▸ **Required work**: Can you change every "Pixel coordinates" in the data below to "Image coordinates" and give all the lines back with nothing else altered?

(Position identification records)
============

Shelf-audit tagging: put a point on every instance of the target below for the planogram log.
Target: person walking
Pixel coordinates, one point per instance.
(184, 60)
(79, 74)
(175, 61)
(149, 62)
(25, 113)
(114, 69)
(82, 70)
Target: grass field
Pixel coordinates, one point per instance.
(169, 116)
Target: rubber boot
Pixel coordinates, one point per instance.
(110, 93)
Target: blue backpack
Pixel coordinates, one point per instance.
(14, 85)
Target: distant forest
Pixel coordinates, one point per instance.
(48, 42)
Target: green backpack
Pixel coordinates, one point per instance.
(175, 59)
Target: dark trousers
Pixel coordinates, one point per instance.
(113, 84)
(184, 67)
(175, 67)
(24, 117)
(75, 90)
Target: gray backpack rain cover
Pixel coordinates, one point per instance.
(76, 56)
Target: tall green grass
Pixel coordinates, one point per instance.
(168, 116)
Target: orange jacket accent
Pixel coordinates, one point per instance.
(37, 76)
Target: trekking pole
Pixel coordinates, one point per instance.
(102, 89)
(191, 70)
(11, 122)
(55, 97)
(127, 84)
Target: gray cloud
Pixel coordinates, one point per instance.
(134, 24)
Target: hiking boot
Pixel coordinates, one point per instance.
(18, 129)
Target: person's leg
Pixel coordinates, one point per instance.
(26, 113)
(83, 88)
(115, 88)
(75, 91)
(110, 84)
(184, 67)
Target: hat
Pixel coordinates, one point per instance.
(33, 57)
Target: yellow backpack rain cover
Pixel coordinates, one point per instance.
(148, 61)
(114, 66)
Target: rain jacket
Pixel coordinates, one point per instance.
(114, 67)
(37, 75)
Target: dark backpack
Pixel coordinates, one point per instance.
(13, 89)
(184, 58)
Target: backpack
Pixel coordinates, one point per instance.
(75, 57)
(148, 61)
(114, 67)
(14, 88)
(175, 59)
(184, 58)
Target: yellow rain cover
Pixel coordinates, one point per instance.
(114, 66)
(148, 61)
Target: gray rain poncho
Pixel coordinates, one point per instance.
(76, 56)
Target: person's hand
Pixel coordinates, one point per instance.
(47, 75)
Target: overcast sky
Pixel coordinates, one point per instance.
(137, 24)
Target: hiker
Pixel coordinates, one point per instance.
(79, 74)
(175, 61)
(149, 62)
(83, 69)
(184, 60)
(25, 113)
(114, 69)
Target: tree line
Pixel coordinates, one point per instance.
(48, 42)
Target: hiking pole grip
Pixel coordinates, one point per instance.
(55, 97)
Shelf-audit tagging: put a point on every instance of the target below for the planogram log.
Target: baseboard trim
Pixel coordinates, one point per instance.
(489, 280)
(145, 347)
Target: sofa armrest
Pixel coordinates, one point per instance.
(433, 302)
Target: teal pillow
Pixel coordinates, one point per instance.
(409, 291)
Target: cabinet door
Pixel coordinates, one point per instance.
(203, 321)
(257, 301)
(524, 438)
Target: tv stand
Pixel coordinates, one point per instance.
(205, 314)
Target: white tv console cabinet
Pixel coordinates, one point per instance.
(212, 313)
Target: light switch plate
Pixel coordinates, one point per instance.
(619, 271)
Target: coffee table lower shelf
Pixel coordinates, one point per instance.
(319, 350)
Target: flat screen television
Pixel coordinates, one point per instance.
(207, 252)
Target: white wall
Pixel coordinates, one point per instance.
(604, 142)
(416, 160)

============

▸ **Response to the exercise**:
Shelf-audit tagging: put a point on every instance of the target below for the planogram log.
Target: person walking
Image coordinates, one point per instance.
(184, 60)
(79, 74)
(175, 61)
(149, 62)
(25, 113)
(114, 69)
(82, 70)
Target: grass field
Image coordinates, one point per instance.
(169, 116)
Target: rubber boot
Image coordinates, one point per instance.
(110, 93)
Target: blue backpack
Image coordinates, one point per instance.
(14, 85)
Target: distant forest
Image coordinates, one point per instance.
(48, 42)
Target: green backpack
Image coordinates, one point per instance.
(175, 59)
Target: dark trousers
Image coordinates, one point per instance.
(113, 84)
(184, 67)
(175, 67)
(24, 117)
(75, 90)
Target: gray backpack rain cover
Image coordinates, one point per instance.
(76, 56)
Target: tall green grass
Image coordinates, one point per instance.
(168, 116)
Target: orange jacket accent
Image coordinates, one point per instance.
(37, 76)
Target: trekking pole
Image coordinates, one point per instance.
(102, 89)
(191, 70)
(11, 122)
(55, 97)
(127, 84)
Target: gray cloud
Image coordinates, one point per instance.
(134, 24)
Target: hiking boot
Image coordinates, one point per instance.
(18, 129)
Target: person's leg
Image coordinates, one point per instance.
(26, 113)
(83, 88)
(115, 88)
(75, 91)
(110, 84)
(184, 67)
Target: hat
Image coordinates, one point per instance.
(33, 57)
Target: yellow backpack rain cover
Image coordinates, one point per instance.
(148, 61)
(114, 66)
Target: rain jacket
Image coordinates, one point per instance.
(114, 67)
(37, 75)
Target: dark backpack
Image coordinates, one point per instance.
(13, 89)
(184, 58)
Target: backpack
Image coordinates, one point per instance.
(75, 57)
(148, 61)
(114, 67)
(14, 88)
(175, 59)
(184, 58)
Target: yellow rain cover
Image coordinates, one point per instance.
(114, 66)
(148, 61)
Target: gray rain poncho
Image coordinates, one point per instance.
(76, 56)
Target: person's hand
Image coordinates, one point per instance.
(47, 75)
Target: overcast sky
Image coordinates, one point per instance.
(137, 24)
Target: hiker
Image coordinates, one point per instance.
(79, 74)
(175, 61)
(149, 62)
(83, 69)
(184, 60)
(25, 113)
(114, 69)
Target: tree line
Image coordinates, one point per instance.
(48, 42)
Target: hiking pole grip
Image coordinates, one point per instance.
(55, 97)
Shelf-audit tagging: put a point on every instance of the target below for the planogram log.
Target: baseboard trim
Image coordinates, one point per instance.
(489, 280)
(145, 347)
Target: sofa armrest
Image coordinates, one point per instance.
(433, 302)
Target: teal pillow
Image coordinates, one point per instance.
(409, 291)
Target: cabinet door
Image coordinates, one point per instance.
(203, 321)
(257, 301)
(524, 438)
Target: tv stand
Image coordinates, one point per instance.
(205, 314)
Target: white tv console cabinet
Image coordinates, one point per instance.
(212, 313)
Target: light switch plate
Image coordinates, one point per instance.
(619, 271)
Target: coffee table lower shelf
Image coordinates, one point per instance.
(319, 350)
Target: flat screen television
Image coordinates, one point per instance.
(207, 252)
Target: white wall
Image coordinates, one point per instance.
(604, 142)
(416, 160)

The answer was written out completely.